● TASK PROMPT: Please report how many lines in the items below contain the string "white", where case counts. Give only the number.

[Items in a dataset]
━━━━━━━━━━━━━━━━━━━━━━━━━━━━━━
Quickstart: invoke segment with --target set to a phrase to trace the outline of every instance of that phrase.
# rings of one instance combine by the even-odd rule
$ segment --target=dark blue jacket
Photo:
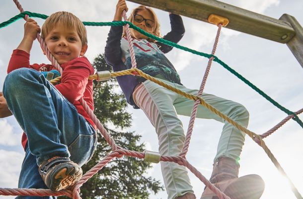
[[[181,16],[174,14],[169,14],[169,18],[171,30],[163,38],[177,43],[181,40],[185,31],[183,21]],[[122,33],[122,26],[111,26],[105,46],[105,60],[107,64],[112,66],[115,72],[128,69],[121,59],[122,55],[120,46]],[[164,53],[169,52],[172,49],[172,47],[159,42],[156,42],[156,44],[159,46],[159,49]],[[139,84],[146,80],[131,75],[117,77],[116,79],[128,103],[133,105],[134,108],[139,108],[133,100],[133,92]]]

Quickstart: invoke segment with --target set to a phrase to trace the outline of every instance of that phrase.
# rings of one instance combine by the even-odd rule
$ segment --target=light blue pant
[[[197,90],[161,81],[187,93],[194,95],[198,94]],[[182,122],[177,115],[190,116],[194,101],[149,80],[137,87],[133,97],[155,128],[160,154],[165,156],[178,155],[182,150],[185,135]],[[243,126],[247,126],[249,114],[242,105],[206,93],[203,94],[202,98],[207,103]],[[197,117],[214,119],[225,124],[214,161],[221,157],[238,160],[244,144],[245,134],[201,105],[199,106]],[[188,192],[193,193],[185,167],[174,163],[161,162],[161,168],[169,199]]]
[[[54,156],[70,157],[80,166],[90,159],[97,142],[95,130],[42,74],[27,68],[13,71],[3,93],[28,138],[19,188],[45,188],[38,165]]]

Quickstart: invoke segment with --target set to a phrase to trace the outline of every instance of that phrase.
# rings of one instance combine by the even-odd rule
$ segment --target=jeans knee
[[[22,68],[15,70],[7,74],[5,78],[3,93],[7,95],[19,93],[25,87],[29,86],[29,82],[37,80],[39,76],[39,72],[33,69]],[[5,96],[5,94],[4,95]]]

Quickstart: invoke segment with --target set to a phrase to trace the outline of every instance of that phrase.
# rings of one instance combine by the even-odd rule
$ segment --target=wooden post
[[[287,44],[303,68],[303,28],[293,16],[284,14],[280,19],[290,22],[295,29],[296,35]]]
[[[227,28],[280,43],[295,36],[288,22],[269,17],[215,0],[128,0],[205,22],[211,14],[228,19]]]

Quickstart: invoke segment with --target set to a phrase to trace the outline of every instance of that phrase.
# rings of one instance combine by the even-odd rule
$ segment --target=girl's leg
[[[54,156],[69,157],[70,145],[75,154],[72,160],[79,165],[91,156],[94,130],[41,73],[27,68],[12,71],[5,79],[3,95],[26,133],[29,151],[38,165]],[[85,147],[79,147],[80,144]]]
[[[150,81],[145,81],[133,94],[136,104],[155,128],[162,155],[177,156],[181,152],[185,135],[182,123],[173,103],[178,95]],[[184,166],[161,162],[168,199],[193,193],[187,171]]]
[[[177,88],[192,95],[197,95],[198,91],[187,89],[181,85],[176,85]],[[246,109],[242,105],[217,96],[204,93],[202,98],[220,112],[232,119],[244,127],[248,124],[249,114]],[[194,101],[180,96],[174,103],[178,114],[190,116]],[[221,136],[220,138],[217,155],[214,159],[216,162],[221,157],[239,159],[242,147],[244,144],[245,133],[239,131],[227,121],[209,110],[202,105],[199,105],[197,117],[205,119],[214,119],[224,123]]]
[[[177,85],[176,87],[191,94],[198,93],[197,90],[188,89],[180,85]],[[207,94],[203,94],[202,98],[220,112],[247,127],[249,114],[242,105]],[[190,116],[193,103],[193,100],[180,97],[175,101],[174,105],[178,114]],[[230,198],[259,199],[264,189],[264,182],[260,176],[249,175],[238,178],[238,161],[244,144],[245,134],[202,105],[199,106],[197,116],[216,119],[224,123],[214,160],[211,182]],[[201,199],[214,198],[217,197],[207,188]]]

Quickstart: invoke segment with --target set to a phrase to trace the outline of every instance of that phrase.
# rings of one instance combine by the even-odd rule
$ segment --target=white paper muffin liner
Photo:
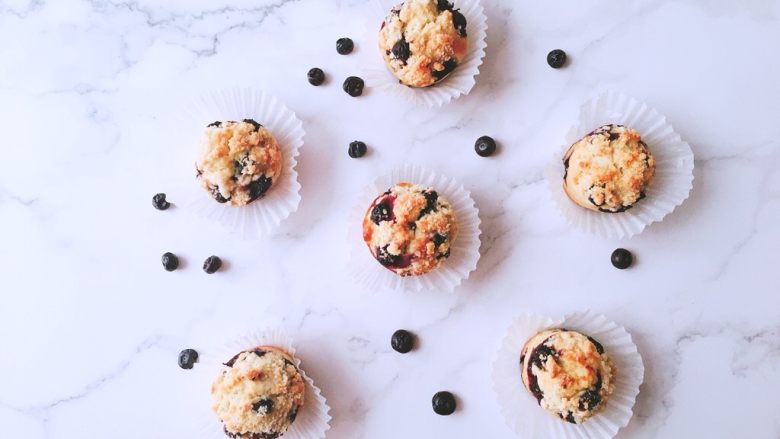
[[[203,389],[202,402],[199,404],[199,407],[202,408],[202,413],[197,414],[197,419],[202,421],[203,424],[202,437],[212,439],[225,439],[228,437],[219,418],[211,410],[211,383],[222,372],[224,362],[239,352],[257,346],[273,346],[290,354],[295,360],[295,366],[298,367],[301,376],[303,376],[306,382],[303,406],[298,412],[295,421],[290,424],[290,428],[281,438],[324,438],[325,432],[330,429],[331,416],[328,413],[330,407],[320,389],[314,385],[314,381],[301,368],[301,361],[295,355],[293,340],[284,332],[274,329],[249,332],[223,346],[199,352],[198,363],[195,365],[194,370],[198,373],[198,385]]]
[[[386,91],[401,97],[414,105],[428,108],[440,107],[461,95],[469,94],[476,84],[479,67],[485,58],[487,48],[487,17],[479,0],[453,0],[455,8],[466,17],[466,32],[469,42],[468,52],[463,61],[446,78],[425,88],[411,88],[398,82],[398,78],[385,66],[379,53],[379,27],[390,10],[402,3],[402,0],[374,0],[376,27],[370,32],[369,47],[374,52],[373,63],[363,69],[363,76],[369,87]]]
[[[563,190],[566,151],[594,129],[610,123],[637,131],[655,156],[655,177],[646,197],[620,213],[585,209]],[[545,178],[553,201],[569,224],[602,238],[627,238],[661,221],[688,198],[693,188],[693,151],[657,111],[622,93],[608,91],[582,105],[566,143],[545,168]]]
[[[301,201],[298,150],[303,145],[303,124],[295,113],[275,97],[253,89],[227,89],[206,93],[185,107],[181,132],[189,142],[182,145],[181,165],[192,175],[183,186],[183,205],[201,217],[213,220],[244,239],[268,235],[298,209]],[[214,121],[254,119],[271,132],[281,149],[282,172],[266,195],[246,206],[217,203],[195,179],[195,161],[200,136]]]
[[[383,267],[363,241],[363,217],[371,202],[396,183],[407,182],[434,188],[452,205],[458,221],[458,235],[450,257],[441,266],[419,276],[401,277]],[[348,218],[349,271],[370,290],[453,291],[477,268],[479,261],[479,211],[471,193],[452,178],[437,175],[415,165],[402,165],[378,177],[361,192]]]
[[[596,339],[615,365],[615,390],[603,410],[582,424],[570,424],[547,413],[523,385],[520,351],[539,331],[566,328]],[[550,318],[523,314],[509,327],[493,364],[493,390],[507,424],[519,437],[612,438],[628,425],[644,380],[642,357],[631,335],[622,326],[590,311]]]

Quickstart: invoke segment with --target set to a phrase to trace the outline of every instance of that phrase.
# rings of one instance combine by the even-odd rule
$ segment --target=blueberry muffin
[[[567,329],[531,337],[520,354],[523,384],[539,405],[581,424],[601,410],[614,390],[615,367],[599,342]]]
[[[217,202],[244,206],[279,179],[282,152],[271,132],[252,119],[214,122],[201,138],[195,170]]]
[[[458,223],[450,203],[432,188],[398,183],[379,195],[363,218],[371,254],[400,276],[425,274],[450,256]]]
[[[623,125],[604,125],[571,146],[563,158],[566,195],[590,210],[624,212],[645,197],[655,158]]]
[[[225,363],[211,385],[212,410],[231,438],[274,439],[295,421],[305,388],[287,352],[259,346]]]
[[[466,56],[466,17],[446,0],[406,0],[382,23],[379,49],[401,84],[428,87]]]

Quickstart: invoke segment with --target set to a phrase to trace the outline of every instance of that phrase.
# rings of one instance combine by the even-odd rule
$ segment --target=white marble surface
[[[330,438],[511,437],[490,386],[505,328],[583,309],[625,325],[645,359],[619,437],[780,437],[780,2],[485,7],[476,87],[429,111],[340,90],[374,55],[357,0],[0,0],[0,437],[199,437],[207,389],[177,353],[265,326],[298,341]],[[344,35],[352,56],[335,53]],[[559,47],[571,64],[554,71]],[[276,94],[307,130],[300,209],[261,242],[150,205],[181,183],[156,122],[220,86]],[[697,158],[689,200],[623,242],[566,227],[542,181],[604,89],[655,106]],[[483,134],[497,156],[474,154]],[[367,157],[347,157],[354,139]],[[338,263],[354,195],[403,161],[457,177],[481,210],[482,259],[454,294],[365,291]],[[612,268],[617,246],[634,268]],[[165,251],[184,266],[163,271]],[[227,261],[211,277],[210,254]],[[419,350],[390,350],[399,327]],[[447,418],[430,409],[442,389],[460,398]]]

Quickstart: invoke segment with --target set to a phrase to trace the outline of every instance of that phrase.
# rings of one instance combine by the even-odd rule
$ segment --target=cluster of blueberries
[[[159,193],[152,197],[152,206],[157,210],[168,210],[171,203],[166,199],[165,194]],[[165,271],[174,271],[179,268],[179,257],[171,252],[165,252],[162,256],[162,264]],[[203,271],[208,274],[214,274],[222,268],[222,259],[219,256],[209,256],[203,261]]]
[[[352,51],[355,49],[355,43],[350,38],[339,38],[336,40],[336,52],[338,52],[340,55],[349,55],[352,53]],[[555,51],[553,51],[555,52]],[[563,53],[563,51],[559,51]],[[552,54],[552,52],[550,52]],[[550,57],[548,56],[548,62],[550,60]],[[563,53],[563,62],[566,61],[566,54]],[[552,65],[552,63],[550,64]],[[561,66],[563,63],[561,63]],[[309,70],[309,73],[307,74],[307,77],[309,79],[309,84],[318,87],[322,85],[325,82],[325,72],[322,71],[319,67],[313,67]],[[365,82],[362,78],[359,78],[357,76],[350,76],[347,79],[344,80],[344,84],[342,88],[344,89],[344,92],[346,92],[348,95],[352,97],[358,97],[363,94],[363,88],[365,87]],[[496,141],[493,140],[490,136],[482,136],[474,143],[474,150],[477,152],[477,154],[480,157],[489,157],[493,155],[493,153],[496,152]],[[355,140],[354,142],[350,142],[349,148],[347,149],[347,153],[350,157],[353,159],[363,157],[366,155],[366,152],[368,151],[368,147],[364,142],[361,142],[359,140]]]

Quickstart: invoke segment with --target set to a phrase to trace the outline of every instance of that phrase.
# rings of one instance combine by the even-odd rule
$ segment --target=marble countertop
[[[490,379],[505,329],[591,309],[646,366],[618,437],[779,437],[780,2],[484,6],[477,85],[427,110],[341,91],[375,50],[358,0],[0,1],[0,436],[199,437],[205,389],[178,352],[278,327],[328,398],[329,438],[513,437]],[[354,55],[335,53],[341,36]],[[547,66],[554,48],[568,67]],[[319,89],[312,66],[331,78]],[[275,94],[307,131],[300,208],[262,241],[150,205],[180,183],[158,121],[227,86]],[[606,89],[658,109],[696,155],[687,202],[623,241],[568,227],[542,176]],[[484,134],[500,143],[488,159]],[[482,258],[454,293],[366,291],[340,263],[355,195],[403,162],[456,177],[480,209]],[[630,270],[610,265],[618,246]],[[227,266],[207,276],[211,254]],[[402,327],[413,354],[390,349]],[[455,415],[431,411],[438,390],[458,395]]]

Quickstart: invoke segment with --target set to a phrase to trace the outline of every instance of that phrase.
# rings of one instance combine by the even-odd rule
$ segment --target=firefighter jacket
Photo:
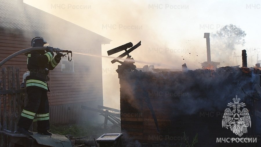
━━━━━━━━━━━━━━━━━━━━━━━━━━━━━━
● ANSWER TO THE EXERCISE: 2